→ Input for this task:
-*-

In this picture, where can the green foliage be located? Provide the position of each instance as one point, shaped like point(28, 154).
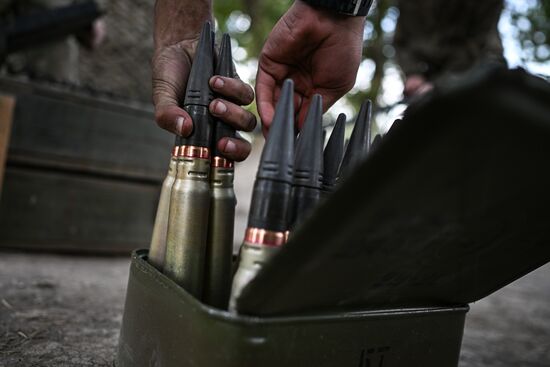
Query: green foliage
point(533, 29)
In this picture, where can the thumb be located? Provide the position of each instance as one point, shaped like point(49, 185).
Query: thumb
point(171, 67)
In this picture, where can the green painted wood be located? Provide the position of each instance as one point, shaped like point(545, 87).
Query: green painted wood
point(46, 210)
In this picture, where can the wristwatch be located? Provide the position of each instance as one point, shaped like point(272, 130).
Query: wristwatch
point(346, 7)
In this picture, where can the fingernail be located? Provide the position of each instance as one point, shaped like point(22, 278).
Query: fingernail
point(179, 125)
point(220, 108)
point(230, 147)
point(218, 83)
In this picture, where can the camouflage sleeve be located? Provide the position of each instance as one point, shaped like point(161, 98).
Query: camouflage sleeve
point(434, 37)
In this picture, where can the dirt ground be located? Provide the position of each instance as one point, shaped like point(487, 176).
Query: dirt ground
point(66, 311)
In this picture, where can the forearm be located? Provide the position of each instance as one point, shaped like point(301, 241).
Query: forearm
point(178, 20)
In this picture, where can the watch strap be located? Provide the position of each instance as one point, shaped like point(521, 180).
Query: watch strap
point(346, 7)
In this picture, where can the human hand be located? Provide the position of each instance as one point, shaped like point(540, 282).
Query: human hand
point(319, 50)
point(177, 29)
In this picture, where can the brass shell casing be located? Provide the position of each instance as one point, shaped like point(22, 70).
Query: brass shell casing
point(258, 248)
point(188, 223)
point(157, 249)
point(219, 248)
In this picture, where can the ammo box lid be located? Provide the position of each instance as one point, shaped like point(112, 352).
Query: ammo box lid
point(453, 205)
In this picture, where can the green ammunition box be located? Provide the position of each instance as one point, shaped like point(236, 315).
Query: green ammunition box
point(165, 326)
point(452, 206)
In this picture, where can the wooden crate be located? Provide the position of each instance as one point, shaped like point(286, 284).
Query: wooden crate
point(82, 173)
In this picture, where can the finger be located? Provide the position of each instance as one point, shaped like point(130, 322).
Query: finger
point(233, 115)
point(233, 89)
point(265, 88)
point(235, 149)
point(170, 72)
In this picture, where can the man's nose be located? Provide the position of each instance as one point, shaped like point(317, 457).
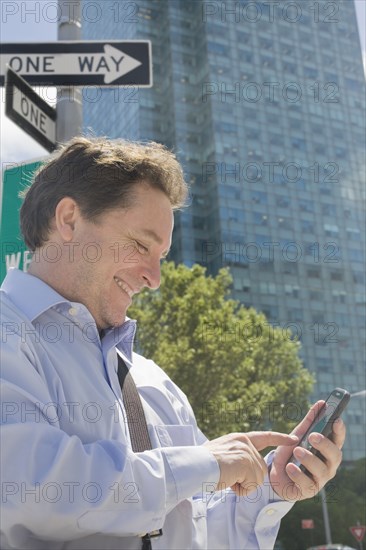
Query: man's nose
point(152, 275)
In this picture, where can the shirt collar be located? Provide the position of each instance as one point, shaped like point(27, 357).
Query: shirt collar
point(30, 294)
point(33, 297)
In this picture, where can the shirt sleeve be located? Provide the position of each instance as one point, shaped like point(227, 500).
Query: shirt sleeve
point(96, 487)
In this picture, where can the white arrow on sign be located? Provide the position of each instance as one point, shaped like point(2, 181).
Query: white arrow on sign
point(112, 63)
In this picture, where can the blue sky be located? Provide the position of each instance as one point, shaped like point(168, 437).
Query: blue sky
point(33, 21)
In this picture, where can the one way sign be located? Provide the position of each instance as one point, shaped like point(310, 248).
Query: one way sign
point(68, 63)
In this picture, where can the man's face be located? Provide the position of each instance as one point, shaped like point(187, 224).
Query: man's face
point(119, 256)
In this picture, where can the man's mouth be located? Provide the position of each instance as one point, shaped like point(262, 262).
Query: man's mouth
point(124, 287)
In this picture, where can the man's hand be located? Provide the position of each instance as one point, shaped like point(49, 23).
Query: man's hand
point(241, 466)
point(288, 481)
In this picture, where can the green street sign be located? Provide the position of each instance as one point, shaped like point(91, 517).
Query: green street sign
point(13, 250)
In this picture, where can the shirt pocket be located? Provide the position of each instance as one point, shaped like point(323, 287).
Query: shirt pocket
point(175, 435)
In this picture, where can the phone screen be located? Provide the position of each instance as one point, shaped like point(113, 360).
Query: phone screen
point(323, 419)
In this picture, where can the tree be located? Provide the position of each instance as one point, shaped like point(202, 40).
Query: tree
point(238, 371)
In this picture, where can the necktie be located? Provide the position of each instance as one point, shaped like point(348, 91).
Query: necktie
point(140, 439)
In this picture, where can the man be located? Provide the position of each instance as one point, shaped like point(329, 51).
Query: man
point(99, 219)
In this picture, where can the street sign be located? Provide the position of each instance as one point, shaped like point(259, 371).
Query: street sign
point(358, 531)
point(80, 63)
point(29, 111)
point(307, 524)
point(14, 253)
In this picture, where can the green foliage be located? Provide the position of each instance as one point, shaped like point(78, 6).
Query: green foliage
point(239, 372)
point(346, 500)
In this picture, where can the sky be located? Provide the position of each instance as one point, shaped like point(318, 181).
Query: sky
point(22, 26)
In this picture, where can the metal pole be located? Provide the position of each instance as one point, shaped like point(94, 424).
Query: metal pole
point(69, 106)
point(328, 536)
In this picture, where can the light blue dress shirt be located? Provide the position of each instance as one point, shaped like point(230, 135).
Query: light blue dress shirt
point(69, 477)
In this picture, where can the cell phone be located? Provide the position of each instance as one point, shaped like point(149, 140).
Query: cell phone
point(323, 422)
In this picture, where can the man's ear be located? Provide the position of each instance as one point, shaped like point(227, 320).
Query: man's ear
point(66, 214)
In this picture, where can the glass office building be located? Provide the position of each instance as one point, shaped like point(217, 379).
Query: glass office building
point(264, 103)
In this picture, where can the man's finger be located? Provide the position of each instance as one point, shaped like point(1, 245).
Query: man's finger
point(261, 440)
point(306, 422)
point(338, 434)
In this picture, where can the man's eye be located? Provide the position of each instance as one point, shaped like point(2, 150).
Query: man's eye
point(141, 248)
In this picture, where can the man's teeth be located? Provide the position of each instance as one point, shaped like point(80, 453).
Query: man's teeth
point(124, 287)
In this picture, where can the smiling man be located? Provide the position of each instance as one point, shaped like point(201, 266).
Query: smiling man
point(99, 219)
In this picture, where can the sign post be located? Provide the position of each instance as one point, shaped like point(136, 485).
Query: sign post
point(27, 109)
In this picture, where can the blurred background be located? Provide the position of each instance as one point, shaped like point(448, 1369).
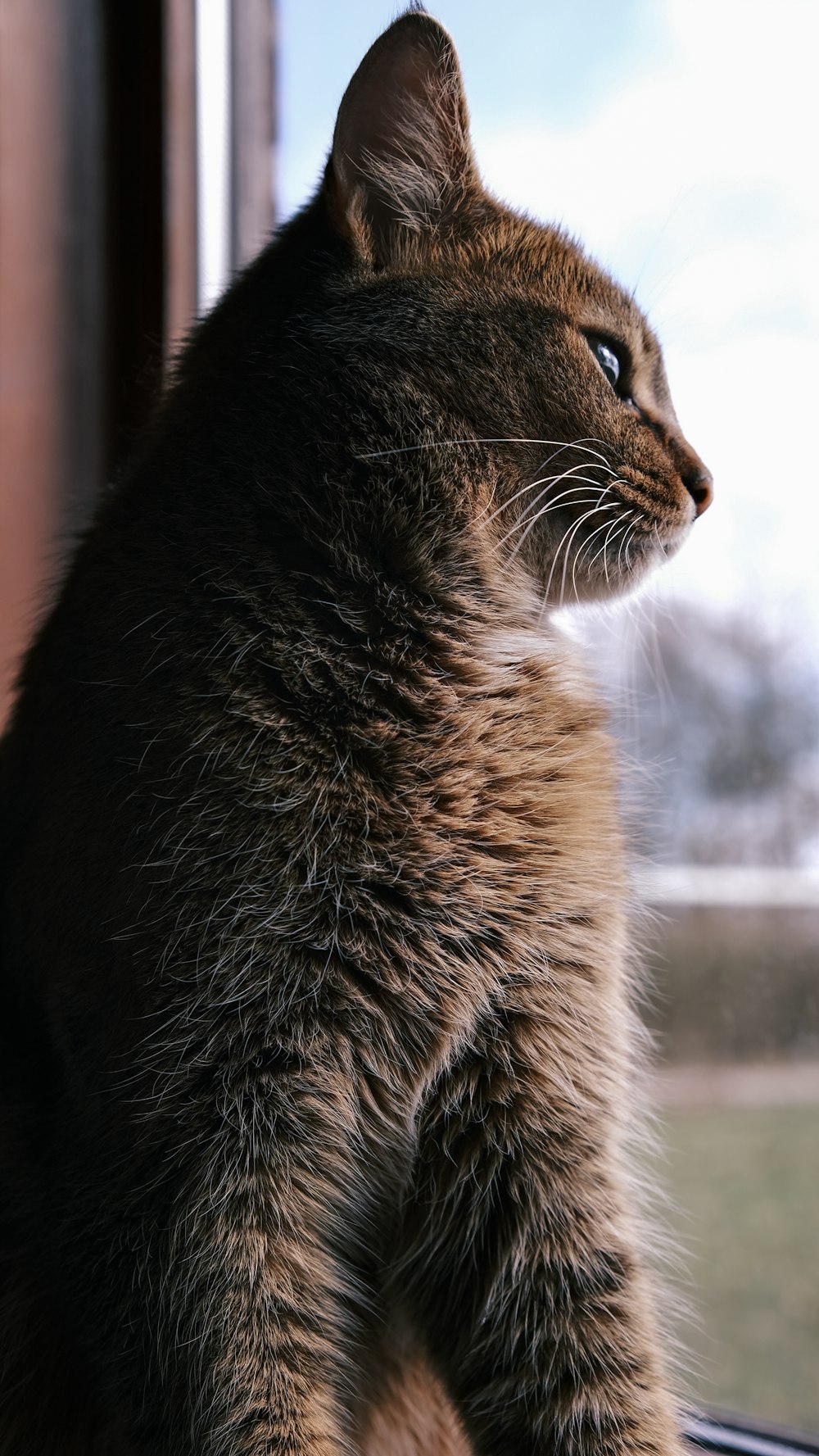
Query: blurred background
point(147, 150)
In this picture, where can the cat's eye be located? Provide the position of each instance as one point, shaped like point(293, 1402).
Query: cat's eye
point(610, 361)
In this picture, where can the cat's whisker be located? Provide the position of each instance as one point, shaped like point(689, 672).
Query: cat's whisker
point(553, 506)
point(566, 552)
point(545, 479)
point(528, 520)
point(588, 545)
point(495, 440)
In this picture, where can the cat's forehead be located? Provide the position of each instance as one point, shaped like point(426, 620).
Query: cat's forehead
point(549, 267)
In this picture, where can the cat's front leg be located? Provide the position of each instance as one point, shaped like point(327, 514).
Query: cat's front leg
point(524, 1268)
point(214, 1318)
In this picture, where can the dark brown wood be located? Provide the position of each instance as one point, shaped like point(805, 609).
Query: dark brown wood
point(134, 196)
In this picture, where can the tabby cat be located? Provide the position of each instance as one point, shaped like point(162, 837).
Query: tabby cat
point(318, 1047)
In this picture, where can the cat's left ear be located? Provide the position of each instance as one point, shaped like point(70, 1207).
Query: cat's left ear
point(402, 157)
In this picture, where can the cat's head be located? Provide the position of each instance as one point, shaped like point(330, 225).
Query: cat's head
point(524, 342)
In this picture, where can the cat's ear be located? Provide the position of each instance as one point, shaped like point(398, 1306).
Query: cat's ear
point(402, 157)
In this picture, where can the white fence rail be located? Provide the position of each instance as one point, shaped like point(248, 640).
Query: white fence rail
point(729, 886)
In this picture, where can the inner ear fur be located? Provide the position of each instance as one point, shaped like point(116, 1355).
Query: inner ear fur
point(402, 157)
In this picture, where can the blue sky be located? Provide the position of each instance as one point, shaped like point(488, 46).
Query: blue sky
point(678, 140)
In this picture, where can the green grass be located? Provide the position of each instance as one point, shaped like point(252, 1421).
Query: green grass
point(745, 1184)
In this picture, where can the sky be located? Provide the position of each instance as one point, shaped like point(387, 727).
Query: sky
point(678, 138)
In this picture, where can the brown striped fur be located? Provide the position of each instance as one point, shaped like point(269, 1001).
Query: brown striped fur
point(318, 1047)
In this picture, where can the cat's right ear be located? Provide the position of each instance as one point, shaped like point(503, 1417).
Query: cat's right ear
point(402, 159)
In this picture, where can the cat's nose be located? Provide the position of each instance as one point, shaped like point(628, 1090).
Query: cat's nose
point(700, 485)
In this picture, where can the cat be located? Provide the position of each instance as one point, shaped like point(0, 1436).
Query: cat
point(319, 1051)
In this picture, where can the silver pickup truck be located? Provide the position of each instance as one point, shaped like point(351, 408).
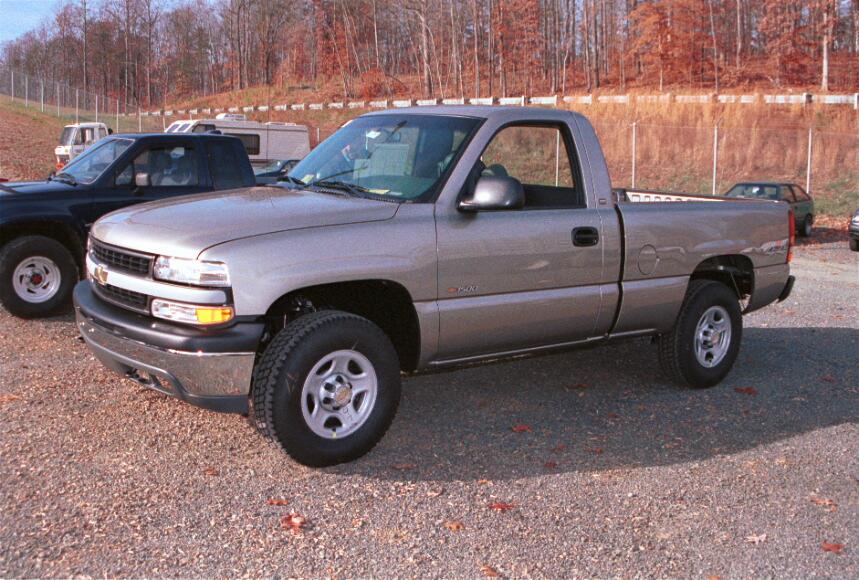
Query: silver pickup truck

-*-

The answer should be only a number: the count of lines in the listing above that contain the word "truck".

→ Output below:
2